TASK REQUIREMENTS —
Search the entries below for the word "shoreline" and copy each line that has it.

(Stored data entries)
⟨

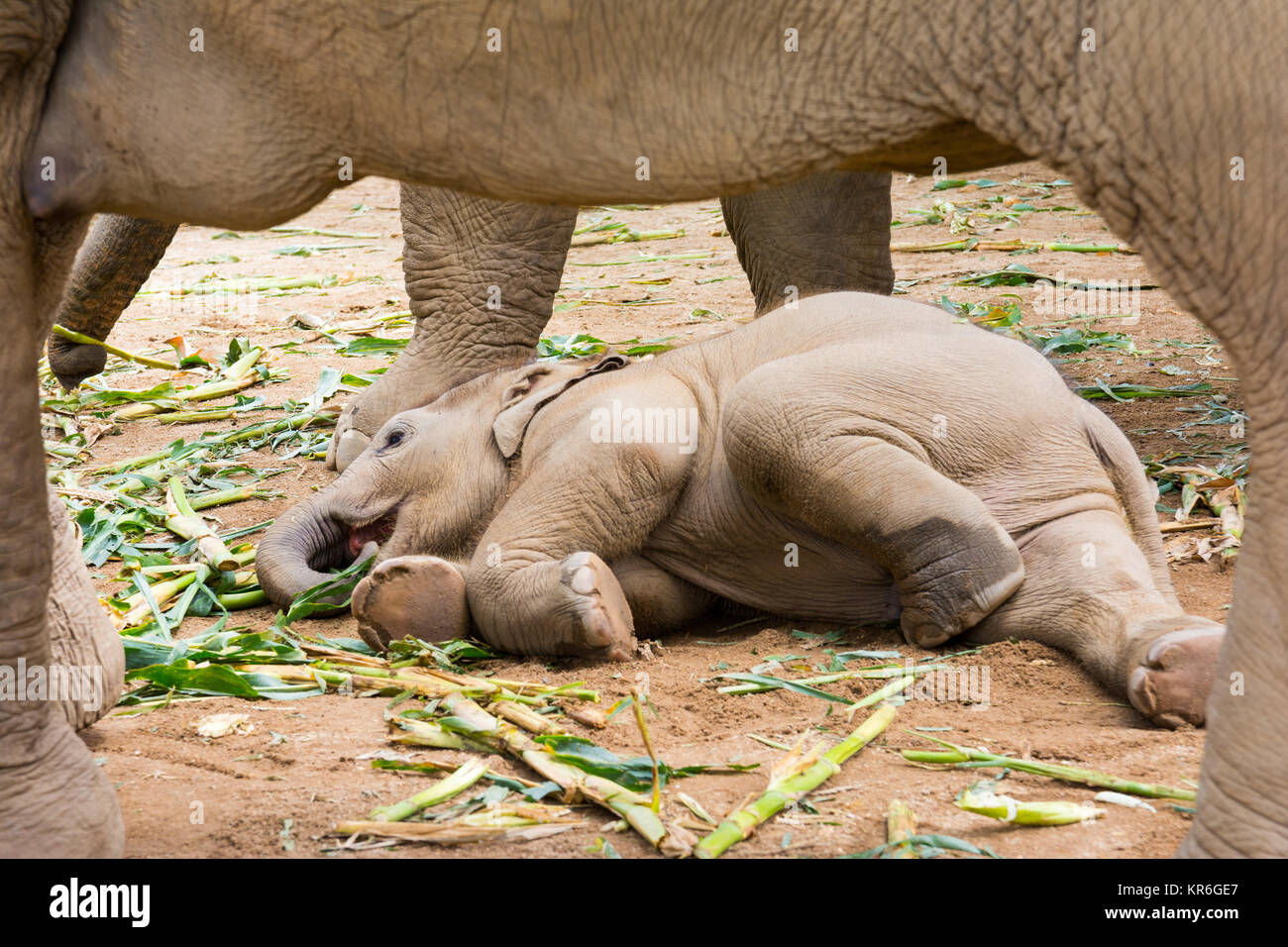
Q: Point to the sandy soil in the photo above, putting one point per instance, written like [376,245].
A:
[279,789]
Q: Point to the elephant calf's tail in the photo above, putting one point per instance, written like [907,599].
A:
[1134,491]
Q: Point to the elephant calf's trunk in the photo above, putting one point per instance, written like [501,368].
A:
[296,548]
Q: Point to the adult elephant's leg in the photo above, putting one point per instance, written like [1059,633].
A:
[823,234]
[84,647]
[1243,789]
[482,277]
[115,261]
[951,560]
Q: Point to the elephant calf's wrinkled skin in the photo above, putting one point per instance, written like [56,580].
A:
[858,460]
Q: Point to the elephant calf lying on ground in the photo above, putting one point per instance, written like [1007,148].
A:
[859,460]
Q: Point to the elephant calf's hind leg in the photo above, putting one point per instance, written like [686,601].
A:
[1090,591]
[863,483]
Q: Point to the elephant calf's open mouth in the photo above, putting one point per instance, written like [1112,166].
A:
[301,548]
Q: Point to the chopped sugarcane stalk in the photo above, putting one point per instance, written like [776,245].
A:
[505,822]
[519,714]
[795,776]
[235,377]
[80,339]
[235,600]
[445,789]
[426,768]
[881,693]
[962,755]
[222,497]
[162,592]
[160,471]
[1010,245]
[982,799]
[370,678]
[901,826]
[184,522]
[588,716]
[640,697]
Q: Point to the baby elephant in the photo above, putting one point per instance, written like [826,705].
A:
[857,460]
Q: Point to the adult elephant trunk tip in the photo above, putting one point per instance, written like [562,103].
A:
[347,445]
[73,363]
[295,549]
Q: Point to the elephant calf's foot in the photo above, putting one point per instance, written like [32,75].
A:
[597,607]
[420,595]
[1171,684]
[925,622]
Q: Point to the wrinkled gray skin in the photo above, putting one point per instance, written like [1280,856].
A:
[910,479]
[112,264]
[825,232]
[138,124]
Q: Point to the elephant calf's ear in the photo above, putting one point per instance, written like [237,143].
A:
[536,385]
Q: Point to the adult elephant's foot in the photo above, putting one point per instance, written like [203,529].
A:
[407,384]
[85,651]
[73,363]
[593,602]
[56,802]
[1172,681]
[419,595]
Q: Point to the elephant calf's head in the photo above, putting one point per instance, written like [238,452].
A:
[428,483]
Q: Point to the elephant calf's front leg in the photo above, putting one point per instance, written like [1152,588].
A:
[571,605]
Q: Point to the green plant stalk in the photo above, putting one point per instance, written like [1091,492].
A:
[161,471]
[112,350]
[219,414]
[791,788]
[235,377]
[901,826]
[262,428]
[632,806]
[222,497]
[162,592]
[445,789]
[862,674]
[184,522]
[1087,777]
[883,693]
[365,680]
[235,600]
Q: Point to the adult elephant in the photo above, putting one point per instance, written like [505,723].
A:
[591,102]
[482,274]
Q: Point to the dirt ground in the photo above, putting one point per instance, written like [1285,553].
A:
[305,764]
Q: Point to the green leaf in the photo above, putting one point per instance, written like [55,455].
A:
[781,684]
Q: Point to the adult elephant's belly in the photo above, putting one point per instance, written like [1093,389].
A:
[719,541]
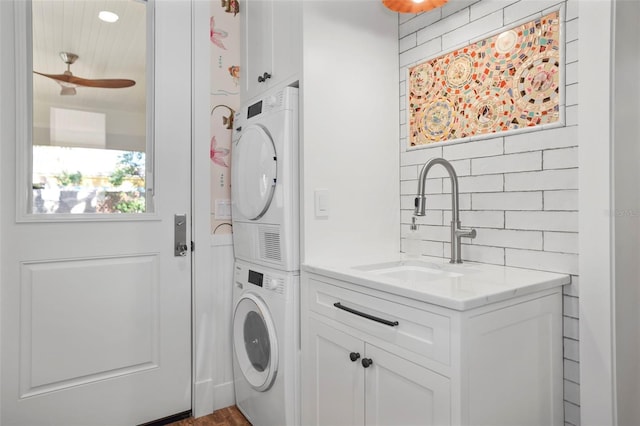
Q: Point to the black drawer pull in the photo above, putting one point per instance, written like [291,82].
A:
[367,316]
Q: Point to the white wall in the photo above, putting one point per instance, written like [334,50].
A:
[626,210]
[519,191]
[596,370]
[350,128]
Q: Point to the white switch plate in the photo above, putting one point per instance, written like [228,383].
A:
[222,209]
[322,202]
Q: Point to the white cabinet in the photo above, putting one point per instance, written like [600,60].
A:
[499,364]
[358,383]
[271,45]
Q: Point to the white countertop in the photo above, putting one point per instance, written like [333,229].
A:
[474,284]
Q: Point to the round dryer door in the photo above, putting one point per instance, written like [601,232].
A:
[254,342]
[253,176]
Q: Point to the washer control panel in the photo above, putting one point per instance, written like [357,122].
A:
[260,277]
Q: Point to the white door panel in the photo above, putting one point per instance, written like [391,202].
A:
[96,315]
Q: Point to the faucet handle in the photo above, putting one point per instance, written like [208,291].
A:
[466,232]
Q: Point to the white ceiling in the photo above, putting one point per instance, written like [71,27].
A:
[105,50]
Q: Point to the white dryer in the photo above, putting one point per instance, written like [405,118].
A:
[266,344]
[265,181]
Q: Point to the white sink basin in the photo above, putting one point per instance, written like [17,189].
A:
[408,270]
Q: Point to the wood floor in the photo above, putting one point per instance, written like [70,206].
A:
[229,416]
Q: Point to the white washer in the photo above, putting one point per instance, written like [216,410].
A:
[266,344]
[264,181]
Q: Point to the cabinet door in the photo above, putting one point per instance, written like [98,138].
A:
[399,392]
[257,28]
[333,385]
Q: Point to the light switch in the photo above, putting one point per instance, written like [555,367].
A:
[222,209]
[322,202]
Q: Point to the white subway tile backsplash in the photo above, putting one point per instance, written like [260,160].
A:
[478,219]
[443,26]
[570,307]
[571,349]
[543,180]
[508,238]
[507,163]
[408,42]
[507,201]
[526,8]
[474,149]
[559,137]
[462,167]
[485,7]
[523,187]
[561,200]
[443,201]
[563,242]
[543,261]
[482,254]
[420,156]
[418,22]
[560,158]
[435,233]
[542,220]
[421,52]
[410,187]
[475,184]
[455,6]
[487,25]
[572,370]
[571,115]
[409,172]
[433,248]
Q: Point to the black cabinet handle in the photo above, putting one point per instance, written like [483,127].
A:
[365,315]
[264,77]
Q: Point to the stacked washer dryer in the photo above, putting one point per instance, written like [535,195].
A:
[265,212]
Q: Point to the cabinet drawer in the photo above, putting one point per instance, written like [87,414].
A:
[421,332]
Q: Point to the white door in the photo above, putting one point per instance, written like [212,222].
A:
[96,313]
[399,392]
[333,382]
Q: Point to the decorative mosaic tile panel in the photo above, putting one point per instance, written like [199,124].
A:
[506,82]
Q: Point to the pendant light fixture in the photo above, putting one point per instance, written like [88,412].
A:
[412,6]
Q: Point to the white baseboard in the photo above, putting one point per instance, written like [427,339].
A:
[203,399]
[223,395]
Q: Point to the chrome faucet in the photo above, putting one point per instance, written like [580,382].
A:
[457,231]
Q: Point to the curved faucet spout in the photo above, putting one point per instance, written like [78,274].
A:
[457,232]
[420,202]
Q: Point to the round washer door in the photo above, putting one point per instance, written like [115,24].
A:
[254,342]
[253,177]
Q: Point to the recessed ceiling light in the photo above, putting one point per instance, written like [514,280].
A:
[107,16]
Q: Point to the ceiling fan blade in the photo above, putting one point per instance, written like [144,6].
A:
[109,83]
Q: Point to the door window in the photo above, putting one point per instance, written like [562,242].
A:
[90,115]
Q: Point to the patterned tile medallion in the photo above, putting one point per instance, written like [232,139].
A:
[505,82]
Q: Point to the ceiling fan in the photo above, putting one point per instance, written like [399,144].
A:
[69,82]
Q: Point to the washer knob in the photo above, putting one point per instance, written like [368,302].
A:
[271,101]
[271,283]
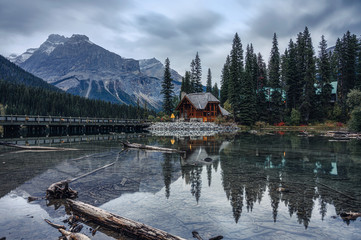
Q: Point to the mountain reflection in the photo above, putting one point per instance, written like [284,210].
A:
[293,170]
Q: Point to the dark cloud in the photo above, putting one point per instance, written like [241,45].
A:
[139,29]
[157,25]
[289,18]
[27,17]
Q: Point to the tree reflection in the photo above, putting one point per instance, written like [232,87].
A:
[296,171]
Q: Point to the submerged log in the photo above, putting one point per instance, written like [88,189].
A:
[120,224]
[73,236]
[38,148]
[60,190]
[147,147]
[54,225]
[350,215]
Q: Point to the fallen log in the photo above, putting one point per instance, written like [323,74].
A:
[73,236]
[147,147]
[38,148]
[54,225]
[61,189]
[120,224]
[350,215]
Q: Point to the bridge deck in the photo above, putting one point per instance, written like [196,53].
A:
[54,120]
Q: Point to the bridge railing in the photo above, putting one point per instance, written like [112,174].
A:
[68,120]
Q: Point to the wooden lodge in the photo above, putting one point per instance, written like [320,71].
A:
[200,107]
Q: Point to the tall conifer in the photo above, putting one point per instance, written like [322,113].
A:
[276,111]
[167,89]
[236,71]
[209,81]
[324,77]
[225,81]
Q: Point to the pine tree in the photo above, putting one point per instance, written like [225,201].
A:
[167,89]
[198,74]
[188,88]
[324,76]
[307,107]
[215,91]
[225,81]
[276,111]
[358,67]
[209,81]
[247,94]
[293,83]
[193,76]
[236,71]
[346,54]
[261,103]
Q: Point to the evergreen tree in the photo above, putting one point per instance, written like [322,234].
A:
[167,89]
[261,102]
[225,81]
[247,97]
[236,76]
[198,74]
[293,83]
[209,81]
[324,77]
[183,87]
[358,67]
[346,55]
[307,107]
[275,111]
[188,88]
[193,76]
[215,91]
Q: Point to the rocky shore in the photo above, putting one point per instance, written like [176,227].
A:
[190,128]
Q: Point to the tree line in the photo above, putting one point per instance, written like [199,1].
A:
[22,93]
[294,87]
[18,99]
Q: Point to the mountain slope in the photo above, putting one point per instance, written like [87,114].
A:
[78,66]
[14,74]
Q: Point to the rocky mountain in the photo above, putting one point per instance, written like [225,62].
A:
[78,66]
[12,73]
[154,68]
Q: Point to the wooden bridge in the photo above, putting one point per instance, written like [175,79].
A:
[24,125]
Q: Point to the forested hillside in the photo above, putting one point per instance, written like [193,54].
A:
[23,93]
[12,73]
[20,99]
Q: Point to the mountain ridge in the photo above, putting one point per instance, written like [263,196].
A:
[81,67]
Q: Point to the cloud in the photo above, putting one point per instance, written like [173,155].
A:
[28,17]
[143,29]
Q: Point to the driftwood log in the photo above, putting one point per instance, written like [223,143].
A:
[147,147]
[73,236]
[120,224]
[61,189]
[350,215]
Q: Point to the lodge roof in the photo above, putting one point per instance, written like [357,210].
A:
[200,100]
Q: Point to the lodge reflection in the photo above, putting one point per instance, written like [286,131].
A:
[294,171]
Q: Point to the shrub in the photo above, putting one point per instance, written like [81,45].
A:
[355,122]
[295,117]
[260,124]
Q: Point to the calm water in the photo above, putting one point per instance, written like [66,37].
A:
[236,195]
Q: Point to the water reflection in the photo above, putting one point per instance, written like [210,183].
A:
[296,171]
[249,187]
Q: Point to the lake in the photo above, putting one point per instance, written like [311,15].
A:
[272,186]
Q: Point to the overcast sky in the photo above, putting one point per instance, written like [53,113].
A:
[176,29]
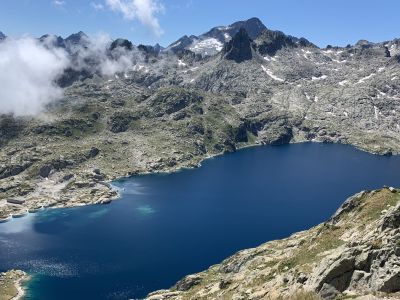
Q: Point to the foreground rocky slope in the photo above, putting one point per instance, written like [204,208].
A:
[10,285]
[355,253]
[173,109]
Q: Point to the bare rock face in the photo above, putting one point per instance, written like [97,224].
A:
[353,254]
[239,49]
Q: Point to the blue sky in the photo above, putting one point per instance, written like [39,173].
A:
[336,22]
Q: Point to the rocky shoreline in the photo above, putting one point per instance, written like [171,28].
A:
[353,255]
[11,285]
[105,192]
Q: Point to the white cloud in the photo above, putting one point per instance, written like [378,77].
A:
[144,11]
[97,6]
[59,3]
[28,82]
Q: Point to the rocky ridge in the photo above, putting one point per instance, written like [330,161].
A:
[170,111]
[354,255]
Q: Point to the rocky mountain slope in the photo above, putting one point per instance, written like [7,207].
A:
[354,254]
[170,110]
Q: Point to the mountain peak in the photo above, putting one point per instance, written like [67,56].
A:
[76,38]
[121,43]
[239,48]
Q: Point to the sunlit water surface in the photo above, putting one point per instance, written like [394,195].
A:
[168,226]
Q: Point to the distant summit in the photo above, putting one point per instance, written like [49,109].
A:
[121,43]
[239,48]
[212,42]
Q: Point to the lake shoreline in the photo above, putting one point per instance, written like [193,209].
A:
[25,278]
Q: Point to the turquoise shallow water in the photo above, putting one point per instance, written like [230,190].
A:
[169,225]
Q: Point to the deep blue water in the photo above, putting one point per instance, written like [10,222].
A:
[170,225]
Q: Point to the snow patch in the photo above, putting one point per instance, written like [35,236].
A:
[362,80]
[181,63]
[319,78]
[376,112]
[270,74]
[207,45]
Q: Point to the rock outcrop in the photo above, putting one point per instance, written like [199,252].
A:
[239,48]
[356,253]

⟩

RESULT —
Q: Point to the rocky shoreline in the photo above, putting one point per instance, written like [171,28].
Q: Point to the lake shoreline in the photo above, putting one point per instance, written like [193,209].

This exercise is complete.